INSTRUCTIONS FOR THE TASK: Reproduce every item below word for word, line by line.

====== GIVEN ENTRIES ======

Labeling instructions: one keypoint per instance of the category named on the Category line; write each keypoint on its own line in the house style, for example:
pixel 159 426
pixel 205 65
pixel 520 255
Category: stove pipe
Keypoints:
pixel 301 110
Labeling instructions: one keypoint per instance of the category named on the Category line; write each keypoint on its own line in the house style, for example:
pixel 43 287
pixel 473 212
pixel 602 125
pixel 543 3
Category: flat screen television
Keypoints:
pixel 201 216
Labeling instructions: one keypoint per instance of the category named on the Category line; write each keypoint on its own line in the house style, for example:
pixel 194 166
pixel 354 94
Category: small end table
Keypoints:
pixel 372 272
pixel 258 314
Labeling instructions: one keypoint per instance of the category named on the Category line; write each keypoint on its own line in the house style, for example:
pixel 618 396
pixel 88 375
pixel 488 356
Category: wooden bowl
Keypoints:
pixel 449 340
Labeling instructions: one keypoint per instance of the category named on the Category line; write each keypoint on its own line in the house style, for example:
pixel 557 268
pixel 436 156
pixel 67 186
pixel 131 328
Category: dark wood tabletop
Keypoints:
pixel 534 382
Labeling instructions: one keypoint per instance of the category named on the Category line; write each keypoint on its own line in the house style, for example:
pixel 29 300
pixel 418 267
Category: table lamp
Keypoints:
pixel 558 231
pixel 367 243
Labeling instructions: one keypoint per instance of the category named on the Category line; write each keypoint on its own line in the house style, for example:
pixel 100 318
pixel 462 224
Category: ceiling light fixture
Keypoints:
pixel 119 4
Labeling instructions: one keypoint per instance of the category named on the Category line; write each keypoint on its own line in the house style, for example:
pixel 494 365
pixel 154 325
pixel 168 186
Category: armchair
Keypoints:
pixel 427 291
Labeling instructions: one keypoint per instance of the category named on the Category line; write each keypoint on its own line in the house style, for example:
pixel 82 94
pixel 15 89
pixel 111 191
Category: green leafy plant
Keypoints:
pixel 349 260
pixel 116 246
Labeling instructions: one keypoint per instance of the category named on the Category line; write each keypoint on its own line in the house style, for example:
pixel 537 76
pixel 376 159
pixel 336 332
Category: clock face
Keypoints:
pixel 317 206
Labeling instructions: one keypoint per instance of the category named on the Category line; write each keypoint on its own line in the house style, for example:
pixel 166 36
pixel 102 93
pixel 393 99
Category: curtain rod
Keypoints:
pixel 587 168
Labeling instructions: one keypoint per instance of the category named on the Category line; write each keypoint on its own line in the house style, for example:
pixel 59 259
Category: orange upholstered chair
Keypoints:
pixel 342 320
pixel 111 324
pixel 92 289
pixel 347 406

======

RESULT OF THIS EXERCISE:
Labeling instructions: one keypoint per instance of the category named on the Category line; write each keypoint on its own line in the house style, for example:
pixel 159 426
pixel 205 65
pixel 520 255
Category: stove pipe
Keypoints:
pixel 301 110
Labeling instructions: one keypoint per instance of the category named on the Category line; write each keypoint on its own line in the house style, for example:
pixel 43 287
pixel 473 212
pixel 602 125
pixel 543 3
Category: flat screen television
Keypoints:
pixel 201 216
Labeling instructions: one keypoint per instance of the category named on the Category line; write each keypoint on its own line in the house style, for example:
pixel 194 166
pixel 354 94
Category: small end table
Keypoints:
pixel 372 272
pixel 258 314
Labeling instructions: one keypoint per instance of the category named on the Category line; write each keypoint on its own line in the house style, for example:
pixel 618 396
pixel 88 375
pixel 488 356
Category: wooden bowl
Keypoints:
pixel 449 340
Labeling instructions: one keypoint per instance of the category named on the Category line; write each keypoint on its own line in the house style, for example:
pixel 557 268
pixel 436 156
pixel 67 186
pixel 131 328
Category: dark wood tabletop
Keypoints:
pixel 534 382
Labeling instructions: one keypoint per instance of the category named on the Category line; write each keypoint on its own line in the house style, for example:
pixel 29 300
pixel 418 267
Category: table lamp
Keypoints:
pixel 558 231
pixel 367 243
Labeling instructions: one keypoint per instance of the category named on the Category line; write each keypoint on its own line in the house style, for example:
pixel 100 318
pixel 462 224
Category: ceiling light fixture
Keypoints:
pixel 119 4
Labeling instructions: one keypoint per instance of the category named on the Category line; write each keypoint on its own line in the house style, for example:
pixel 494 365
pixel 154 325
pixel 168 186
Category: armchair
Keypoints:
pixel 427 291
Labeling instructions: one keypoint per instance of the category named on the Category line; write each keypoint on its own line in the house style, for example:
pixel 82 94
pixel 15 89
pixel 111 191
Category: green leafy plant
Keypoints:
pixel 349 260
pixel 116 246
Labeling instructions: one keypoint per instance of the category named on the Category line; write each keypoint on its own line in the house style, for example:
pixel 537 76
pixel 376 159
pixel 336 332
Category: clock face
Keypoints:
pixel 317 206
Labeling instructions: one keypoint per instance of the category named on the Category line; write each keypoint on its own line in the house style, for example:
pixel 166 36
pixel 102 93
pixel 393 99
Category: curtain rod
Keypoints:
pixel 587 168
Labeling instructions: one keypoint per instance of the category named on the Category line; write each keypoint on its own line in the house style, for example:
pixel 59 259
Category: orange upholstered chair
Keypoints:
pixel 342 320
pixel 111 324
pixel 92 289
pixel 347 406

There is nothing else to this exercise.